%%

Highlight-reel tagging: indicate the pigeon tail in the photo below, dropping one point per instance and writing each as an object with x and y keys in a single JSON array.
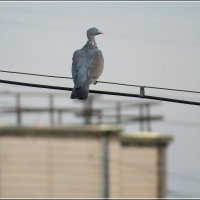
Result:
[{"x": 80, "y": 92}]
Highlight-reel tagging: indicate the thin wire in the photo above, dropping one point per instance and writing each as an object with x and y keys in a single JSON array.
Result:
[
  {"x": 104, "y": 82},
  {"x": 102, "y": 92}
]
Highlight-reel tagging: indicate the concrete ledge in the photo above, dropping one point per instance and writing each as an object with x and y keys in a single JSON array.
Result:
[
  {"x": 61, "y": 131},
  {"x": 145, "y": 138}
]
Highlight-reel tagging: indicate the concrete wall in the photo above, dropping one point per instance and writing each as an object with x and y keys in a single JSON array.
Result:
[{"x": 68, "y": 163}]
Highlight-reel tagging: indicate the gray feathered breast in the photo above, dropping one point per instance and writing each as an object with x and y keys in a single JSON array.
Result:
[{"x": 87, "y": 65}]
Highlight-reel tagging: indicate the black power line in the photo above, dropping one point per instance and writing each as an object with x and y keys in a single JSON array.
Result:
[
  {"x": 102, "y": 92},
  {"x": 105, "y": 82}
]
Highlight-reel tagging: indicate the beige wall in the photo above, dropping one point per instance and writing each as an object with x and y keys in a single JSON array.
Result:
[{"x": 33, "y": 166}]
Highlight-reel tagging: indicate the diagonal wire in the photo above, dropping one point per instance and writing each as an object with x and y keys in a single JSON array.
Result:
[{"x": 104, "y": 82}]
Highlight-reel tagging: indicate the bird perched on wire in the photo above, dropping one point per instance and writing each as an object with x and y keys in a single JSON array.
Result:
[{"x": 87, "y": 66}]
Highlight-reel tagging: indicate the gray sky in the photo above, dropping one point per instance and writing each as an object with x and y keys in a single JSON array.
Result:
[{"x": 147, "y": 43}]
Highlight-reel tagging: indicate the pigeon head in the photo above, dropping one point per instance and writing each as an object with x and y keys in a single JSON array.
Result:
[{"x": 93, "y": 32}]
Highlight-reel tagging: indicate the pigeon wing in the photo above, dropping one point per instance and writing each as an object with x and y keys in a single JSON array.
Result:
[
  {"x": 78, "y": 60},
  {"x": 96, "y": 66}
]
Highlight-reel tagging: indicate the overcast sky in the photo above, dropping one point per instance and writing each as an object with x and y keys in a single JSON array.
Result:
[{"x": 147, "y": 43}]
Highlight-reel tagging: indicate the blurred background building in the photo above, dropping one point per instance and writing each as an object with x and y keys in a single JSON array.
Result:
[{"x": 92, "y": 159}]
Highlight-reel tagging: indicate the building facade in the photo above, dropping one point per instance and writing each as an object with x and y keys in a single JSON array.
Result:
[{"x": 85, "y": 161}]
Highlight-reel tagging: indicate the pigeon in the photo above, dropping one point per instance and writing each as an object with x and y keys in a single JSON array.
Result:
[{"x": 87, "y": 66}]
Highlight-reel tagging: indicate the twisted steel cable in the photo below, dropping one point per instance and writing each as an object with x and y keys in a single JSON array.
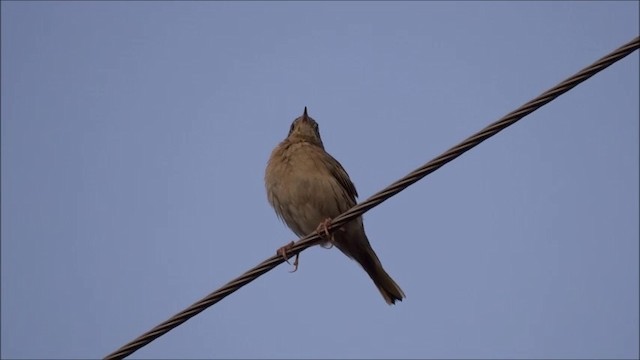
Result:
[{"x": 379, "y": 197}]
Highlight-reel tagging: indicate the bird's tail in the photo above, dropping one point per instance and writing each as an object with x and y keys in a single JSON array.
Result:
[{"x": 365, "y": 256}]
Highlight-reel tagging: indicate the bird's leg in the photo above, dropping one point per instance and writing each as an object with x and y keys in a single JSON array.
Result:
[
  {"x": 323, "y": 230},
  {"x": 282, "y": 251}
]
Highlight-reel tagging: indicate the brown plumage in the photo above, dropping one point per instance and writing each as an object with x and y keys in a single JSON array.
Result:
[{"x": 306, "y": 186}]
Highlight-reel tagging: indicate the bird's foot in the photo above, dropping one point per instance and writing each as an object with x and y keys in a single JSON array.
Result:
[
  {"x": 282, "y": 251},
  {"x": 323, "y": 230}
]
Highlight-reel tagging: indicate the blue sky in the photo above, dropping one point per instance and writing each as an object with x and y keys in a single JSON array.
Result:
[{"x": 134, "y": 142}]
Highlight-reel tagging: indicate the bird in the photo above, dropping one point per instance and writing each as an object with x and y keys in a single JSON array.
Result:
[{"x": 307, "y": 187}]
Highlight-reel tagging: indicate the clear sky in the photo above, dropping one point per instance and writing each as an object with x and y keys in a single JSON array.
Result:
[{"x": 134, "y": 142}]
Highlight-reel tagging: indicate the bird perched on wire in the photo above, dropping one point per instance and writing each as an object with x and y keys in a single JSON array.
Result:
[{"x": 307, "y": 187}]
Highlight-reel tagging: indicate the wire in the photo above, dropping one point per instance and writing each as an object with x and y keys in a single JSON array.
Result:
[{"x": 379, "y": 198}]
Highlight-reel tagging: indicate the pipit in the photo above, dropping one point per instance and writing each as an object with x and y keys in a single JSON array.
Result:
[{"x": 307, "y": 187}]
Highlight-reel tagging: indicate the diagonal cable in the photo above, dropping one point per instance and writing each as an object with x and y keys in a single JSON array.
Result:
[{"x": 379, "y": 197}]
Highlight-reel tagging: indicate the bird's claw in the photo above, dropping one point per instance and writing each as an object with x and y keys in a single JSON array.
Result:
[
  {"x": 323, "y": 230},
  {"x": 282, "y": 251}
]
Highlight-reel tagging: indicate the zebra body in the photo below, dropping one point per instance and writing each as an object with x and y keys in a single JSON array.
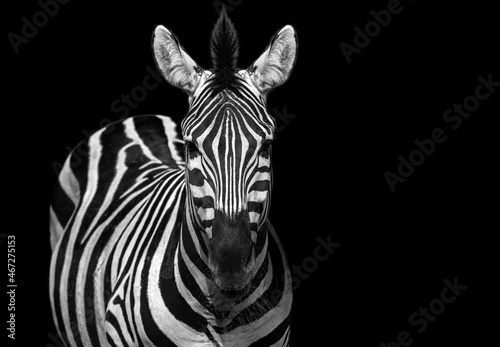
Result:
[{"x": 157, "y": 241}]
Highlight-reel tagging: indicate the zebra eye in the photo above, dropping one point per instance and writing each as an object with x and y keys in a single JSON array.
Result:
[
  {"x": 265, "y": 149},
  {"x": 191, "y": 149}
]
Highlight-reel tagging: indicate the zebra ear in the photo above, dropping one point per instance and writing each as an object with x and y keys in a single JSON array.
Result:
[
  {"x": 176, "y": 65},
  {"x": 274, "y": 65}
]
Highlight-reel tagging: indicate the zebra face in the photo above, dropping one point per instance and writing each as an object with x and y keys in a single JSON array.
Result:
[{"x": 228, "y": 135}]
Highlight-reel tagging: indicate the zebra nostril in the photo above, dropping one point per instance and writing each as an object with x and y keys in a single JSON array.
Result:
[
  {"x": 250, "y": 261},
  {"x": 211, "y": 262}
]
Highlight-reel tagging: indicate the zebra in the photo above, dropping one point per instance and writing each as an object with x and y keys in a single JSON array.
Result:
[{"x": 164, "y": 240}]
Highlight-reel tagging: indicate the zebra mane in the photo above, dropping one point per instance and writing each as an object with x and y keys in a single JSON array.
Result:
[{"x": 224, "y": 47}]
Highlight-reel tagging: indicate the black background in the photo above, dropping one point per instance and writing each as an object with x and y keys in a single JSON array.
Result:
[{"x": 352, "y": 122}]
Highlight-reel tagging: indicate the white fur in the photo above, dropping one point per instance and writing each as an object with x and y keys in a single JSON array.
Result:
[
  {"x": 274, "y": 65},
  {"x": 176, "y": 65}
]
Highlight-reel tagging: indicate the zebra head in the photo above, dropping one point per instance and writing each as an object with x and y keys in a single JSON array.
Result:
[{"x": 228, "y": 134}]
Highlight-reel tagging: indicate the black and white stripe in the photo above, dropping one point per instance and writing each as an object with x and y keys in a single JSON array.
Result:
[{"x": 139, "y": 224}]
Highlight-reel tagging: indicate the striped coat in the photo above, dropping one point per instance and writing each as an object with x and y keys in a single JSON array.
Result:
[{"x": 126, "y": 268}]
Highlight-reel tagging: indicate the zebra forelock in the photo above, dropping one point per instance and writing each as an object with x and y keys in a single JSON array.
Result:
[{"x": 224, "y": 49}]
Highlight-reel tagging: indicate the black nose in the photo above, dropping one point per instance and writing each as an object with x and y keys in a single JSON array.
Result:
[{"x": 231, "y": 244}]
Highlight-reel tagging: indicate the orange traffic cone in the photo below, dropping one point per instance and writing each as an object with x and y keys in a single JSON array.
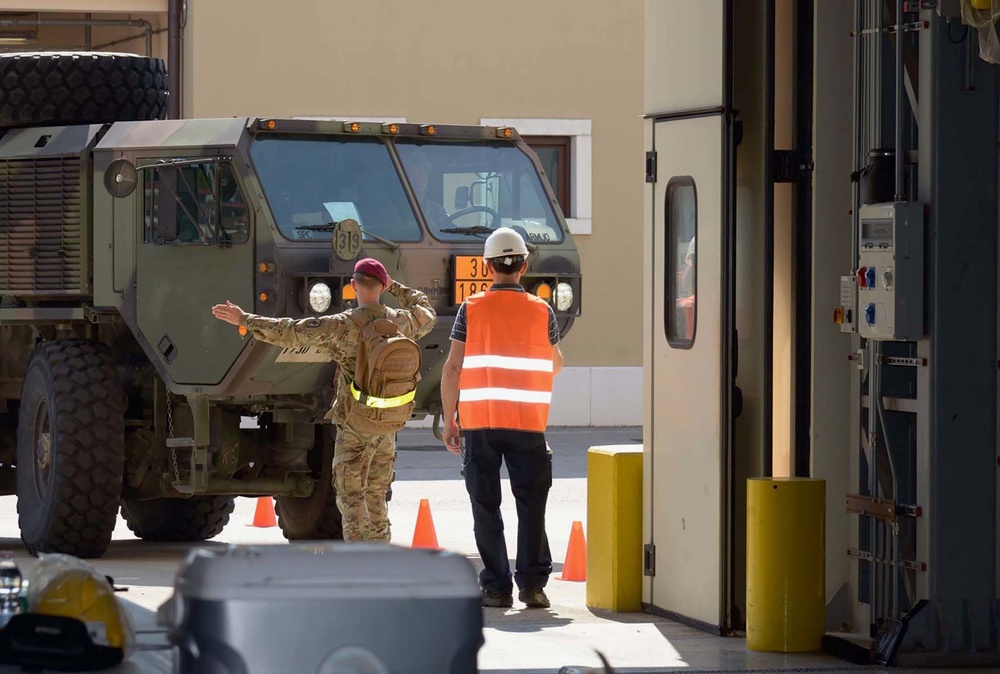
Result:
[
  {"x": 575, "y": 567},
  {"x": 263, "y": 517},
  {"x": 424, "y": 535}
]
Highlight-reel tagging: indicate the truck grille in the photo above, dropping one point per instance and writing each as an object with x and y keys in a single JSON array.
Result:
[{"x": 41, "y": 237}]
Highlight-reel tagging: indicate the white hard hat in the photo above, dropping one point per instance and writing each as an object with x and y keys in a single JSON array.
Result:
[{"x": 504, "y": 241}]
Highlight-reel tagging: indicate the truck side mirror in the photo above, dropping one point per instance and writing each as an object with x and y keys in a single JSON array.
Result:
[
  {"x": 120, "y": 178},
  {"x": 166, "y": 226},
  {"x": 461, "y": 196}
]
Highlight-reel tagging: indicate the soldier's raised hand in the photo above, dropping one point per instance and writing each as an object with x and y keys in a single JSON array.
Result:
[{"x": 230, "y": 313}]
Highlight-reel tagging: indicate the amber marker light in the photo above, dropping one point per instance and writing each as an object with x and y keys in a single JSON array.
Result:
[{"x": 544, "y": 291}]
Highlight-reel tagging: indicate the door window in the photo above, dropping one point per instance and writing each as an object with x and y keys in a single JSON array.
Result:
[
  {"x": 681, "y": 216},
  {"x": 199, "y": 204}
]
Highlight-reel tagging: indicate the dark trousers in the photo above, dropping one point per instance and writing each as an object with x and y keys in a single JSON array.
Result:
[{"x": 530, "y": 468}]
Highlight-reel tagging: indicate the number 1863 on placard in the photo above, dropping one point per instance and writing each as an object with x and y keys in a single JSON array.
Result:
[{"x": 471, "y": 277}]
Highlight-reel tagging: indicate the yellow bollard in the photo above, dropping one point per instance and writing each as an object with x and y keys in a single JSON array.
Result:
[
  {"x": 614, "y": 527},
  {"x": 786, "y": 541}
]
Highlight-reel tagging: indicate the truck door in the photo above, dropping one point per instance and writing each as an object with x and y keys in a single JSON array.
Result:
[
  {"x": 195, "y": 249},
  {"x": 688, "y": 346}
]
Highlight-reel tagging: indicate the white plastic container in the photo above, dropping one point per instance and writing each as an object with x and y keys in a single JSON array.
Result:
[{"x": 344, "y": 608}]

%%

Copy, character for character, the lines from the line that holds "Highlight-reel tagging: indicate the truck door" through the final line of the records above.

Highlight-reel tagging: indicate the truck door in the photo above, dropping one point per instance and writing each as an object with x and y keys in a single JSON array.
Result:
[
  {"x": 195, "y": 249},
  {"x": 688, "y": 346}
]
Highlight-reel tagging: indicate the white plastic container in the photo above, dropping one point per instance and writing each as an object with x and y keys in a single JSON array.
Result:
[{"x": 344, "y": 608}]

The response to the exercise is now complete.